* _Try it_: Count the lines in the records below that contain the string "instance", with case counting, and give only that number.

##### Recorded information

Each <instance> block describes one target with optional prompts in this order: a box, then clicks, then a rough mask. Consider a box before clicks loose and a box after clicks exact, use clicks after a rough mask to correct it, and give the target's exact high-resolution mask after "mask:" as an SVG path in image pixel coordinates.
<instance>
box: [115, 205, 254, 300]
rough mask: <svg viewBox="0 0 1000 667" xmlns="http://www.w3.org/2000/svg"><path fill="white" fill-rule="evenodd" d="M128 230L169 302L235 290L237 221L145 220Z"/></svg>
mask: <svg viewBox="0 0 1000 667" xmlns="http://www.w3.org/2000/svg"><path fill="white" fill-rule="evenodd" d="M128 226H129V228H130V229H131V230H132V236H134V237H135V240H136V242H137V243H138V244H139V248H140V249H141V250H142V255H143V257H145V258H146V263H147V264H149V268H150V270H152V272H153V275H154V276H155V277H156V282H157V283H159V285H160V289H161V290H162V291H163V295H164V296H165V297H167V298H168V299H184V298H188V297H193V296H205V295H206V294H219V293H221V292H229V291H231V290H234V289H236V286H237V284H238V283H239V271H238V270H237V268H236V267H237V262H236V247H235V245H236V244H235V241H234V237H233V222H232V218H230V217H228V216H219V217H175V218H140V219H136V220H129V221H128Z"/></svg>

##########

* _Result below_: 2